■ **What the exercise asks**: Please give every line of the rows below as a JSON list of strings, one string per line, with blank lines and the pictures left out.

[START]

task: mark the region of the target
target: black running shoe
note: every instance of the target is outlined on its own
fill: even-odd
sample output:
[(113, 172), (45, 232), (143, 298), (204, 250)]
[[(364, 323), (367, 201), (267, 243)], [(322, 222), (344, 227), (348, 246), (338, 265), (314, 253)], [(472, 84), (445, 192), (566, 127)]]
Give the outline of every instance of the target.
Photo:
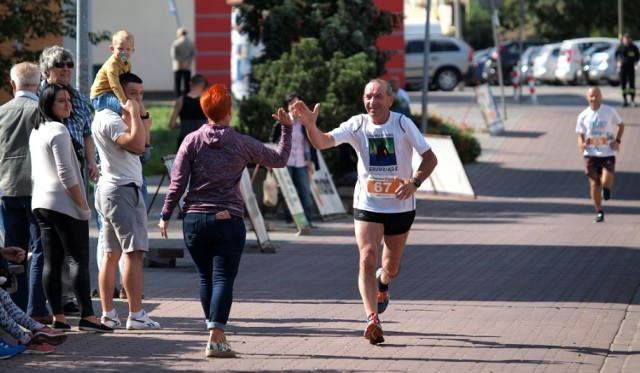
[(604, 221), (604, 211), (598, 211), (596, 218), (593, 219), (594, 223), (602, 223)]
[(602, 188), (602, 199), (604, 199), (605, 201), (608, 201), (611, 199), (611, 189)]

[END]

■ **Answer to the task**:
[
  "task: mark the region of the target",
  "target: black running shoe",
  "note: every instance of the target is outlined on its own",
  "fill: even-odd",
  "sample output:",
  "[(113, 172), (45, 232), (143, 298), (204, 250)]",
  "[[(364, 323), (367, 201), (267, 243)], [(322, 222), (344, 227), (348, 246), (338, 265), (314, 253)], [(472, 84), (445, 192), (566, 127)]]",
  "Give the outline of every instance of the target.",
  "Photo:",
  "[(604, 221), (604, 211), (598, 211), (596, 218), (593, 219), (594, 223), (602, 223)]",
  "[(602, 188), (602, 199), (604, 199), (605, 201), (608, 201), (611, 199), (611, 189)]"
]